(Data drawn from a collection)
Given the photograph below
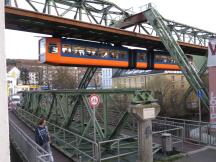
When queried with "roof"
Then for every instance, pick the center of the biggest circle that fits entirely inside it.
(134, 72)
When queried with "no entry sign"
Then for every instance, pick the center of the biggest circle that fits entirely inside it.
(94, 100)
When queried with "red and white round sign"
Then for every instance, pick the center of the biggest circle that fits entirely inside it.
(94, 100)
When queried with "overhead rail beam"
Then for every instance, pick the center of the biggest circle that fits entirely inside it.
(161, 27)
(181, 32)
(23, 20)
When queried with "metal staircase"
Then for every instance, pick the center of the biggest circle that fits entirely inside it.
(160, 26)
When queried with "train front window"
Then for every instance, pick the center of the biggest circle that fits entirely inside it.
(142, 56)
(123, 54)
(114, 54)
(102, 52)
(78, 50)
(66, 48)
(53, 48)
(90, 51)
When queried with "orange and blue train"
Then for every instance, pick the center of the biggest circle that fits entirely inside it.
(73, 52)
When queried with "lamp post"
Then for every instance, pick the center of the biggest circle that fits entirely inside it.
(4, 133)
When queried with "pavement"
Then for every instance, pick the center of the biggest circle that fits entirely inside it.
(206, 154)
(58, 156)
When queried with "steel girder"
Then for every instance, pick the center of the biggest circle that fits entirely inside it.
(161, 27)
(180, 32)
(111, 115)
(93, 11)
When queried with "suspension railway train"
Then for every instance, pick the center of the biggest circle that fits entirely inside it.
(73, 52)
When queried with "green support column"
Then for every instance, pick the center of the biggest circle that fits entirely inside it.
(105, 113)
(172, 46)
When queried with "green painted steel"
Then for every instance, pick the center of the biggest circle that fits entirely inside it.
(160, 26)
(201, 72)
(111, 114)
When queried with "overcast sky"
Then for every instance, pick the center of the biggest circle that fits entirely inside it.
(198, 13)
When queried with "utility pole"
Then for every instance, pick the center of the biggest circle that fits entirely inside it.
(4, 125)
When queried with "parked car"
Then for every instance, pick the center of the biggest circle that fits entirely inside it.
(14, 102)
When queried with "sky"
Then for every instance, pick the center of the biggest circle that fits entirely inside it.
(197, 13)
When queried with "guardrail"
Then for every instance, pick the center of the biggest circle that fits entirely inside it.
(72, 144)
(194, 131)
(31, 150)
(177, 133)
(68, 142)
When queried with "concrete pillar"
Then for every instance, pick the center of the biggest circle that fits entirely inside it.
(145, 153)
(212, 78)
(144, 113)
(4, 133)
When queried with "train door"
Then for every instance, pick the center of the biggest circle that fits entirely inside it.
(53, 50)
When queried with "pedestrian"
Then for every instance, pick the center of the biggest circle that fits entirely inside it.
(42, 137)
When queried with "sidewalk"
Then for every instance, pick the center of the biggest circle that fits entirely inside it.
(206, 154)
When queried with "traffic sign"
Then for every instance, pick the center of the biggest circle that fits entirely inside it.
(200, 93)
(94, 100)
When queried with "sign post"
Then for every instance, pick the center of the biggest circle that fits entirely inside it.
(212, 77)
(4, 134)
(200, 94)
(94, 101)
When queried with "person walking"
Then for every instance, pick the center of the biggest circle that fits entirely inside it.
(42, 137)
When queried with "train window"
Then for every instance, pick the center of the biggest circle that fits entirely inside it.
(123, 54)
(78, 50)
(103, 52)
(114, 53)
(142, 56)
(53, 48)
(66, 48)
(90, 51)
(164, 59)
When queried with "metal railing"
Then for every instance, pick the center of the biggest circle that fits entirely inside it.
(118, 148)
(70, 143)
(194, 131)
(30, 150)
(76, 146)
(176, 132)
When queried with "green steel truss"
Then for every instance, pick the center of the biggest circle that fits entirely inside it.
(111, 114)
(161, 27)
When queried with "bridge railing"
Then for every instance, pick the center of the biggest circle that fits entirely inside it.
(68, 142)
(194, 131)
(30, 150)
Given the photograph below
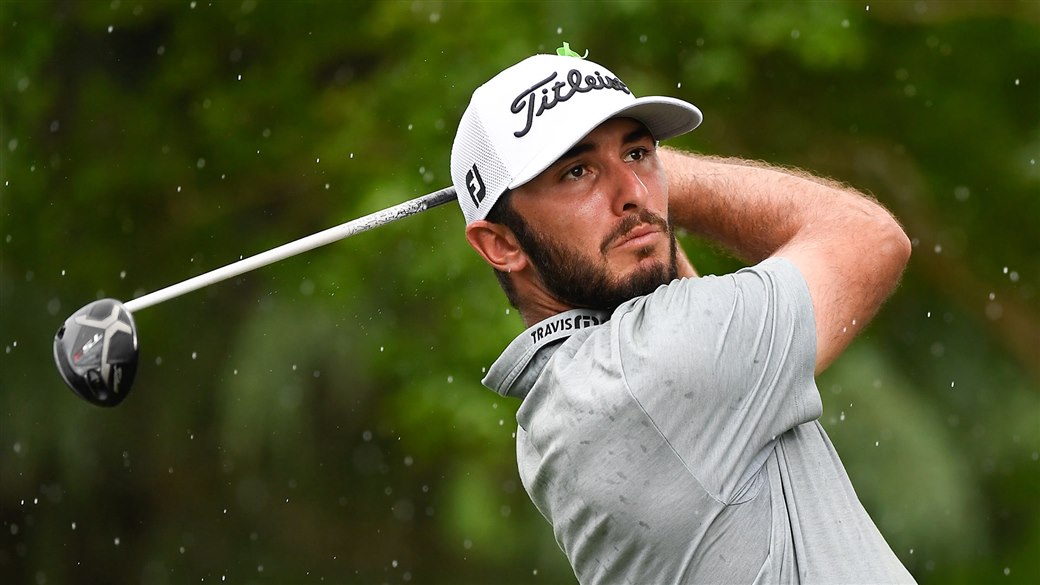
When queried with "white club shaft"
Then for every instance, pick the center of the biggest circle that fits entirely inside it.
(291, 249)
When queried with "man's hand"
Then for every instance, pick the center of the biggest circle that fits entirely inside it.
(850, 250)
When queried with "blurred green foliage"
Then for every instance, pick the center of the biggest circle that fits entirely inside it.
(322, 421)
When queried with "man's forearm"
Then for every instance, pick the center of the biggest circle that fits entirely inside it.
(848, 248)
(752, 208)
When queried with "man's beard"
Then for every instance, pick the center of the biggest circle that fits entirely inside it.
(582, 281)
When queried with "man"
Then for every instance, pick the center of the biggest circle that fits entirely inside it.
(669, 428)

> _THE TASK_
Tally the lines in the records above that contain the string "railing". Reply with the number only.

> _COMPLETE OUTPUT_
2